**WHAT IS BEING ASKED**
Output all the entries word for word. Omit the pictures.

**TASK INPUT**
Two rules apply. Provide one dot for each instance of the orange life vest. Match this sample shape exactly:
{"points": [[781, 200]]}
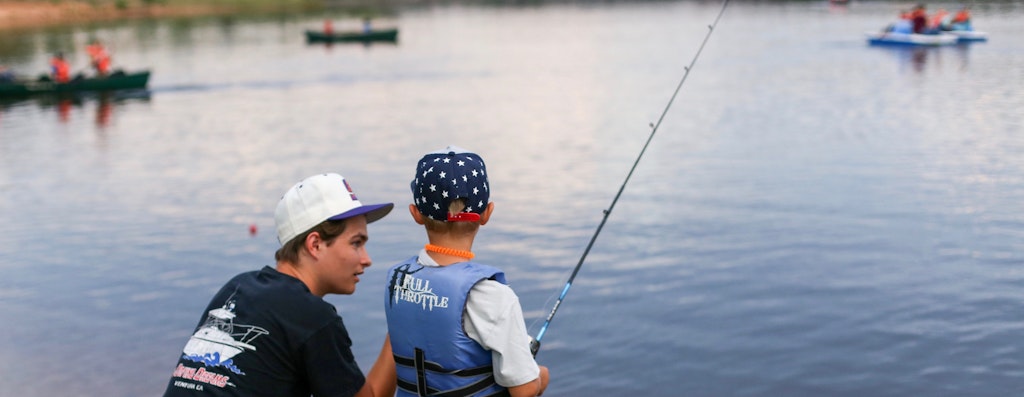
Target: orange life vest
{"points": [[61, 72]]}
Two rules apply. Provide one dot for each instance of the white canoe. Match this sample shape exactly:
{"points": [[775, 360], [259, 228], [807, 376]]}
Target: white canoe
{"points": [[891, 38]]}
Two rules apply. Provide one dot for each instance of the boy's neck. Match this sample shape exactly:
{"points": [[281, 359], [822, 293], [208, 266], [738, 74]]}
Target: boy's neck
{"points": [[461, 243]]}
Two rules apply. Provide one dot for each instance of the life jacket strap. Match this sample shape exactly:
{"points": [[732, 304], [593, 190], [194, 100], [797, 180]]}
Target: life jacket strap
{"points": [[421, 388]]}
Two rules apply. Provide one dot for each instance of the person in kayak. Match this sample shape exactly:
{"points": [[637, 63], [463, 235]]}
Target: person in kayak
{"points": [[269, 332], [59, 70], [98, 56], [456, 327]]}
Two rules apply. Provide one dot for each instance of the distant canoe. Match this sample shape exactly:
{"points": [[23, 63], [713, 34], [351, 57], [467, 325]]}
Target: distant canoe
{"points": [[365, 37], [892, 38], [115, 81]]}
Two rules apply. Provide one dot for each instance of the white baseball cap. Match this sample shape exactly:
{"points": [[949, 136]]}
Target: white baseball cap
{"points": [[321, 197]]}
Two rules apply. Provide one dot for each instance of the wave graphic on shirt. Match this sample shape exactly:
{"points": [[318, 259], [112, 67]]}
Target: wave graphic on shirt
{"points": [[220, 339]]}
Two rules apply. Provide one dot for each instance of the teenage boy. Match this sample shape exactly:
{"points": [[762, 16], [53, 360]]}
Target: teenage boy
{"points": [[269, 333], [456, 327]]}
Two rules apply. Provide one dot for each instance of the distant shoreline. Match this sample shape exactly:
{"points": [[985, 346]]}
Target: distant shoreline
{"points": [[24, 14], [28, 14]]}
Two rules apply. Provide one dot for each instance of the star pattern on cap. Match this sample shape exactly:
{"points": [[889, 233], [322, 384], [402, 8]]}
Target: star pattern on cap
{"points": [[442, 177]]}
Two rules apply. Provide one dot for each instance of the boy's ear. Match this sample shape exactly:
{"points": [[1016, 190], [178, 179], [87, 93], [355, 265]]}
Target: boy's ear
{"points": [[416, 214], [486, 213]]}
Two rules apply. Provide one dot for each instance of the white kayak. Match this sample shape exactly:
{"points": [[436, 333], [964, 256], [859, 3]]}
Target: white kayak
{"points": [[892, 38]]}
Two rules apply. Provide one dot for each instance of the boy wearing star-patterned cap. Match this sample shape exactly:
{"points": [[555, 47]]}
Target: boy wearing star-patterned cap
{"points": [[455, 323]]}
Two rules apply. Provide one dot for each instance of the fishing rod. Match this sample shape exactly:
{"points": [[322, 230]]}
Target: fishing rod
{"points": [[535, 343]]}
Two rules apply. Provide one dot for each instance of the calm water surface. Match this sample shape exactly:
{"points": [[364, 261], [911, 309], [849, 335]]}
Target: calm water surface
{"points": [[816, 217]]}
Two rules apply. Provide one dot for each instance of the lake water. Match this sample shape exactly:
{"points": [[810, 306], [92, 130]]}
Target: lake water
{"points": [[815, 217]]}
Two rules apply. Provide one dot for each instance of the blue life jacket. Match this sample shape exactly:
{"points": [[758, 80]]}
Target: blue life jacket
{"points": [[432, 353]]}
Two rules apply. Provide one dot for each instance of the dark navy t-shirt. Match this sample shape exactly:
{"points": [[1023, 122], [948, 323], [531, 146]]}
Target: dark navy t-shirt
{"points": [[265, 335]]}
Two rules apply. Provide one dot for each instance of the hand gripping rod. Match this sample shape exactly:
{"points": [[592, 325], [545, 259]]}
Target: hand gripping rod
{"points": [[535, 343]]}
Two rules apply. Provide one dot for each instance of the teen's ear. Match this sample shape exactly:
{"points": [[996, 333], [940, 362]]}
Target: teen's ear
{"points": [[486, 213], [312, 243], [416, 214]]}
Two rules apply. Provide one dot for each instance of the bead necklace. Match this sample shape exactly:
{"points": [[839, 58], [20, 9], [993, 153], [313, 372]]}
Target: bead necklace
{"points": [[446, 251]]}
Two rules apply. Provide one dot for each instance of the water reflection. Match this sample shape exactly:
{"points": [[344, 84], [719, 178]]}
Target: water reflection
{"points": [[916, 58], [65, 105]]}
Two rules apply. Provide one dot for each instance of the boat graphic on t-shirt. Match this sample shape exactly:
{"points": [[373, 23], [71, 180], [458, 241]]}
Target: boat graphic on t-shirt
{"points": [[220, 339]]}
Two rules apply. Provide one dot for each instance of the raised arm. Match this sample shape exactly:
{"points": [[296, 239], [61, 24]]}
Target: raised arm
{"points": [[381, 382]]}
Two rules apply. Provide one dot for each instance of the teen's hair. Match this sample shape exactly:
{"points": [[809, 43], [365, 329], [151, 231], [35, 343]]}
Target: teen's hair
{"points": [[452, 227], [329, 231]]}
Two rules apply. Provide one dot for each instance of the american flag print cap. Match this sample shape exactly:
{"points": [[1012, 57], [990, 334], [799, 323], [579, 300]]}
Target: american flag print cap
{"points": [[445, 175]]}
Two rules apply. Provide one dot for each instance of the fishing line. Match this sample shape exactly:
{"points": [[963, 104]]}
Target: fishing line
{"points": [[535, 344]]}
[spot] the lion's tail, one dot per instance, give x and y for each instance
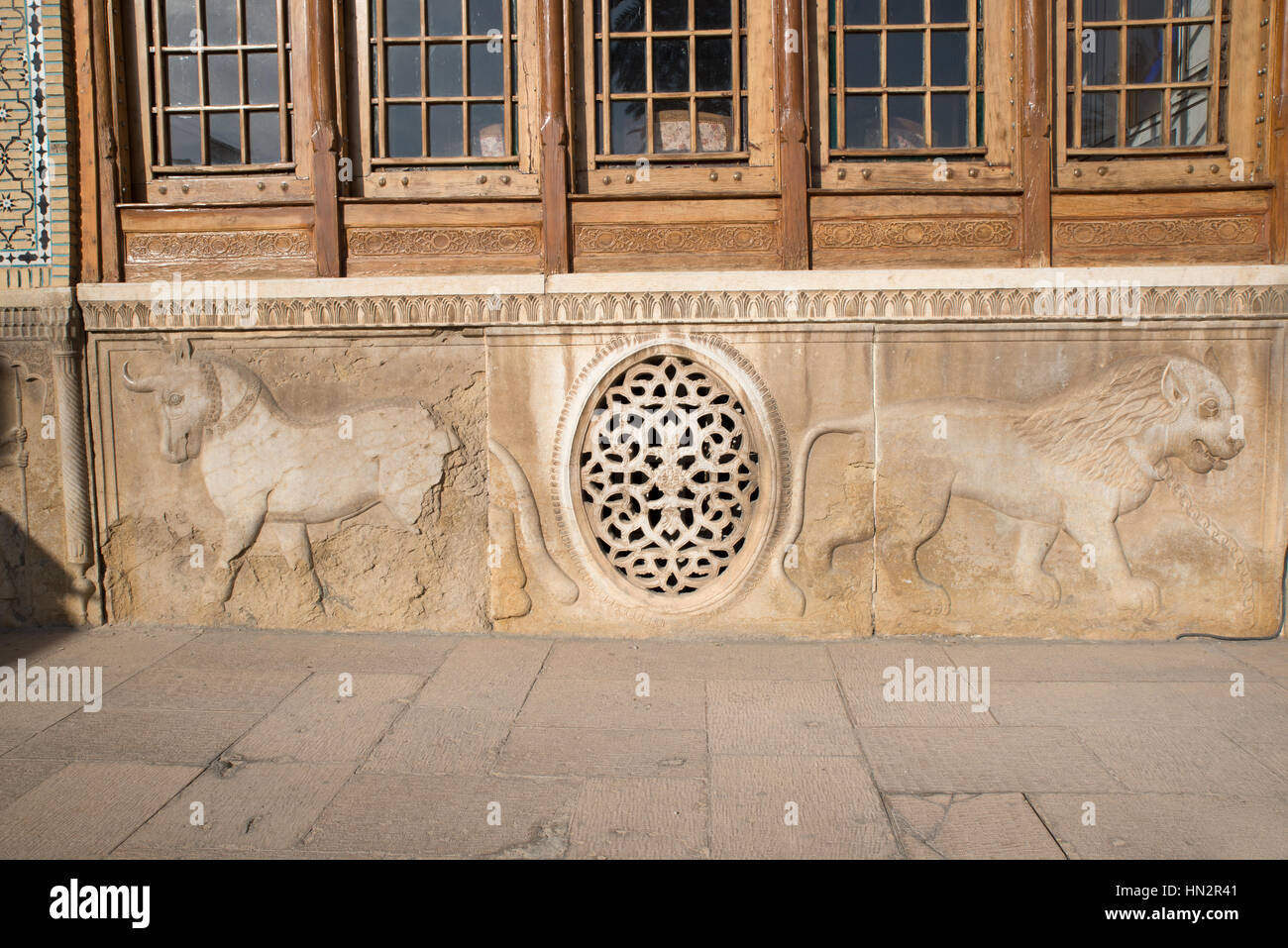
(800, 474)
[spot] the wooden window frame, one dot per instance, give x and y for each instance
(1170, 167)
(991, 167)
(752, 170)
(467, 176)
(282, 181)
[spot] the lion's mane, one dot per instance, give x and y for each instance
(1085, 425)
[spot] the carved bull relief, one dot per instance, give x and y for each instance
(262, 467)
(1076, 462)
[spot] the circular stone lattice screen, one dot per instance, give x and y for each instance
(669, 475)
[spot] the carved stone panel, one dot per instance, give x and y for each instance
(322, 483)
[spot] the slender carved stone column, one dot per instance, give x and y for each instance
(65, 350)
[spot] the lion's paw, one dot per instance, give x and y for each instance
(1042, 587)
(1137, 595)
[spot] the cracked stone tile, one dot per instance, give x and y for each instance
(971, 826)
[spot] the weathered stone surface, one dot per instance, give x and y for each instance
(317, 724)
(447, 815)
(982, 760)
(778, 719)
(640, 819)
(838, 811)
(250, 806)
(956, 826)
(1166, 826)
(604, 753)
(85, 810)
(330, 485)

**RESPONSE**
Two rules apply. Provide one dot for each instance of the orange life vest. Match this sample shape exactly:
{"points": [[781, 200]]}
Target: orange life vest
{"points": [[61, 72]]}
Two rules apply. Provide one dot for each instance of the white canoe. Match this sample shape exactly:
{"points": [[775, 360], [259, 228], [807, 376]]}
Target: white canoe
{"points": [[891, 38]]}
Two rules apply. Provide one dot for each instance of the boy's neck. Match this sample shape exactly:
{"points": [[281, 359], [822, 293], [208, 266], [738, 74]]}
Target: boy's neck
{"points": [[461, 243]]}
Two rules apply. Provide one dot for each instance of the life jacket strap. Match this sample shape exactly:
{"points": [[732, 304], [593, 190], [194, 100], [797, 180]]}
Target: life jacket strap
{"points": [[421, 388]]}
Two rules apply. Provide one dot for each instance of the person in kayak. Match this sample shape exactly:
{"points": [[637, 63], [463, 235]]}
Target: person in kayak
{"points": [[269, 332], [59, 70], [98, 56], [456, 327]]}
Two rules apply. Provide one dot for each instance of the distant canoe. Match this sample shape exactly:
{"points": [[23, 63], [713, 34], [351, 57], [467, 325]]}
Target: distant canoe
{"points": [[365, 37], [892, 38], [115, 81]]}
Two rules apply. Provide one dot for each instance of the white baseball cap. Match this sample shape exactly:
{"points": [[949, 136]]}
Target: white baseball cap
{"points": [[321, 197]]}
Two rules apply. Provide one dot for each instance of the wave graphic on shirt. Match this sample shape exactly:
{"points": [[318, 259], [112, 67]]}
Target: wave graphic on shirt
{"points": [[220, 339]]}
Two rules apply. Provide one dot for each instance of the teenage boy. Match this sample shape exactly:
{"points": [[762, 16], [53, 360]]}
Target: teenage boy
{"points": [[269, 333], [456, 327]]}
Two rules apply. Provide one dot for each instance of the distant shoreline. Match this sample shape exactly:
{"points": [[985, 346]]}
Target: distant shoreline
{"points": [[24, 14], [28, 14]]}
Two rules apply. Provide one dot for each instance of the star pattern on cap. Match this sample shape exactly:
{"points": [[889, 233], [322, 384], [402, 8]]}
Target: star pattern on cap
{"points": [[442, 177]]}
Two rules apply. Provide one dot for each instance of the boy's ear. Match this sample shape exactly:
{"points": [[1016, 190], [178, 179], [87, 93], [355, 265]]}
Target: boy's ear
{"points": [[416, 214], [486, 213]]}
Two rules apply. Provide one dot for each instance of the white kayak. Match this sample shape exactly:
{"points": [[436, 333], [964, 256], [859, 3]]}
Target: white kayak
{"points": [[892, 38]]}
Two rules apply. Provide one dot for each instance of the boy wearing star-patterned cap. Match this sample shape exactly:
{"points": [[555, 47]]}
Target: boy wearing star-patterned cap
{"points": [[455, 323]]}
Two rules apply. Provide one dot for each instance of the fishing rod. Match this sample shape exactly:
{"points": [[322, 230]]}
Target: fishing rod
{"points": [[535, 343]]}
Two rules apply. Provide one dot for each instance of the calm water surface. Match this sample shape exactly:
{"points": [[364, 261], [911, 309], [849, 335]]}
Target: calm water surface
{"points": [[816, 217]]}
Two rules apply. Provide one dot for each instance of the lake water. Match this sample shape exactly:
{"points": [[810, 306], [92, 130]]}
Target: lake water
{"points": [[815, 217]]}
Two rules apply. Provide one dot for each instance of the blue life jacket. Match this sample shape exactly:
{"points": [[758, 80]]}
Target: blue life jacket
{"points": [[432, 353]]}
Two rules apply. Provide one dot for each instance of the dark navy t-shirt. Match this sample shape exactly:
{"points": [[1023, 122], [948, 323], [531, 146]]}
Target: dark navy t-shirt
{"points": [[265, 335]]}
Two rules apply. Provide one dot for each instance of the hand gripping rod. Match this sample shape exactly:
{"points": [[592, 325], [545, 259]]}
Target: hand gripping rod
{"points": [[535, 343]]}
Two rules apply. Provide one dot for each instance of the teen's ear. Match this sample shape exactly:
{"points": [[996, 333], [940, 362]]}
Target: teen's ear
{"points": [[486, 213], [312, 243], [416, 214]]}
Two rules apply. Provide one dot for each instance of the bead necklace. Match this sample shape exactly:
{"points": [[839, 58], [20, 9], [993, 153], [313, 372]]}
Target: bead necklace
{"points": [[446, 251]]}
Two rules apply. Provide one dot for each instance of the water reflection. Match this sample shape exactly:
{"points": [[344, 84], [719, 178]]}
Target: water reflection
{"points": [[916, 58], [65, 105]]}
Two rules apply. Provide one dot for each instance of the boat graphic on t-shirt. Match this sample shape exactly:
{"points": [[373, 23], [71, 180], [458, 241]]}
Target: boat graphic on t-shirt
{"points": [[220, 339]]}
Two rules apply. Provide one dot for each instance of the raised arm. Match this sample shape exactly:
{"points": [[296, 239], [61, 24]]}
Target: raised arm
{"points": [[381, 382]]}
Two rules apply. Provide one dot for each instance of the teen's hair. Match this sample shape exactly:
{"points": [[809, 43], [365, 329], [151, 231], [35, 343]]}
Target: teen's hair
{"points": [[452, 227], [329, 231]]}
Two rules apply. Provide one dot for each instance of the american flag print cap. Match this sample shape exactly:
{"points": [[1012, 57], [990, 334], [799, 323], [579, 300]]}
Target: american flag print cap
{"points": [[445, 175]]}
Two rules apply. Provide one dot for each instance of the fishing line. Match this sample shape exactly:
{"points": [[963, 104]]}
Target: fishing line
{"points": [[535, 344]]}
[spot] the lion's tail, one dot per instance, give x and y for each instance
(800, 474)
[spot] the wooden window frame, one dot per instance, give x and y for each instance
(1170, 167)
(991, 167)
(752, 170)
(467, 176)
(282, 181)
[spot] the lion's mane, one dot per instance, give x and y for each instance
(1085, 425)
[spot] the carved bull relief, one dot per instance, give x and y for each instance
(262, 467)
(1076, 462)
[spot] the circular stone lattice screen, one dot per instance, give x and y for each instance
(669, 475)
[spot] the carved stone panel, one dot per instance, give x and y for each instance
(322, 483)
[spot] the slender carved stone column, one dot per instance, give x and y for each instance
(65, 350)
[spot] the lion's paw, one dot per instance, give x and y for each instance
(1042, 587)
(1137, 595)
[spot] the cracked stone tile, one dot per instance, give x and y for each instance
(971, 826)
[spot] the weathered stone surface, one dot per instance, give x and y for each instance
(317, 724)
(447, 815)
(982, 760)
(778, 719)
(640, 819)
(838, 811)
(250, 806)
(956, 826)
(1166, 826)
(604, 753)
(85, 810)
(330, 485)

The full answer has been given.